>> Begin EXTRACTED TEXT

Docker without Docker

Author

Name: Thomas Ptacek
@tqbf: @tqbf

We’re Fly.io. We take container images and run them on our hardware around the world. It’s pretty neat, and you should check it out; with an already-working Docker container, you can be up and running on Fly in well under 10 minutes.

Even though most of our users deliver software to us as Docker containers, we don’t use Docker to run them. Docker is great, but we’re high-density multitenant, and despite strides, Docker’s isolation isn’t strong enough for that. So, instead, we transmogrify container images into Firecracker micro-VMs.

Let’s demystify that.

What’s An OCI Image?

They do their best to make it look a lot more complicated, but OCI images — OCI is the standardized container format used by Docker — are pretty simple. An OCI image is just a stack of tarballs.

Backing up: most people build images from Dockerfiles. A useful way to look at a Dockerfile is as a series of shell commands, each generating a tarball; we call these “layers”. To rehydrate a container from its image, we just start the the first layer and unpack one on top of the next.

>> End EXTRACTED TEXT
>> Begin DATA SECTION

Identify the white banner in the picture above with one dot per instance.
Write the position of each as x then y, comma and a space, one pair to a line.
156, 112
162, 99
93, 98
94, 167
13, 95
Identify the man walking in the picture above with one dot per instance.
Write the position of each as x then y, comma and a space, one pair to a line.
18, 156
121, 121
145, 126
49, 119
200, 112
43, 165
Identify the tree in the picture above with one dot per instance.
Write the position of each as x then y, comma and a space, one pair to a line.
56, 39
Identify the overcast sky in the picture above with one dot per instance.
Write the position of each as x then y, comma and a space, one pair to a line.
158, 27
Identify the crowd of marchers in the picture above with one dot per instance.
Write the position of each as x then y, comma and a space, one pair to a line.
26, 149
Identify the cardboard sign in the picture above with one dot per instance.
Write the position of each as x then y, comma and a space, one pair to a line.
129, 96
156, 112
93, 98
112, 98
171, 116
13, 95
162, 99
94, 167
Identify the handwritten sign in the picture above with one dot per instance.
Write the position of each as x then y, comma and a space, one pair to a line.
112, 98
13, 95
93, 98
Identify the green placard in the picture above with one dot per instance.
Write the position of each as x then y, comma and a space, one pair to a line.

>> End DATA SECTION
>> Begin DATA SECTION

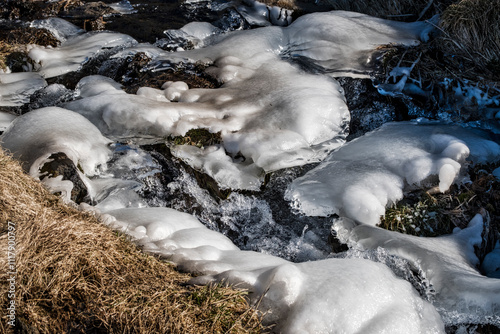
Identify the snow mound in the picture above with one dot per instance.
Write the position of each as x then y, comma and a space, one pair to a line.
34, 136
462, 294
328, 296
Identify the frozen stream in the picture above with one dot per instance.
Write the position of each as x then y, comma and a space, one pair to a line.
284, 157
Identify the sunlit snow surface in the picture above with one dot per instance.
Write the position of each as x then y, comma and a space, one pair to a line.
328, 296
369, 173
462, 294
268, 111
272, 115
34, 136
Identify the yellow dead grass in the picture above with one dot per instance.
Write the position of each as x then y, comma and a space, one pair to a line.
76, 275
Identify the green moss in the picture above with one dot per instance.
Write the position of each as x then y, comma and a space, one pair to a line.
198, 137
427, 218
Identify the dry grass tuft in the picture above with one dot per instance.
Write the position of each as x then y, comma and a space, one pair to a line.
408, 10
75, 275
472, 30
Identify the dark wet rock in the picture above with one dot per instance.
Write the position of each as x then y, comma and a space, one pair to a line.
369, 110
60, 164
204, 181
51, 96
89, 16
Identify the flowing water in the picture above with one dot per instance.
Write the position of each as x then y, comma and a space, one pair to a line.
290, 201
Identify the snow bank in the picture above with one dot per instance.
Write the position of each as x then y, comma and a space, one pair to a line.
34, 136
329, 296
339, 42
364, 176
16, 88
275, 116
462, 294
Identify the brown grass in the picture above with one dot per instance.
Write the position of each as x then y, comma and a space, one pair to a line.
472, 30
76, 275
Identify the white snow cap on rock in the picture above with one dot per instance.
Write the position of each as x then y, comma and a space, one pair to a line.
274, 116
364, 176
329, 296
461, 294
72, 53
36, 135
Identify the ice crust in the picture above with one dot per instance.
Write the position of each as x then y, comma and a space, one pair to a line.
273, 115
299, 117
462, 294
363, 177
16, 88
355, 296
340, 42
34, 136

>> End DATA SECTION

• [EXERCISE A] Using the Fly.io article, explain why Fly.io doesn't use Docker to run the containers its users send.
• [EXERCISE B] In the Fly.io article, what name is given to the tarballs made by the shell commands of a Dockerfile?
• [EXERCISE C] Reproduce the part of the Fly.io article that opens with the words containing "Let’s demystify that." and closes with "of the next.".

• [RIGHT ANSWER A] Fly.io is high-density multitenant, and Docker's isolation isn't strong enough for that. So Fly.io turns container images into Firecracker micro-VMs.

• [RIGHT ANSWER B] They are called "layers."

• [RIGHT ANSWER C]
Let’s demystify that.

What’s An OCI Image?

They do their best to make it look a lot more complicated, but OCI images — OCI is the standardized container format used by Docker — are pretty simple. An OCI image is just a stack of tarballs.

Backing up: most people build images from Dockerfiles. A useful way to look at a Dockerfile is as a series of shell commands, each generating a tarball; we call these “layers”. To rehydrate a container from its image, we just start the the first layer and unpack one on top of the next.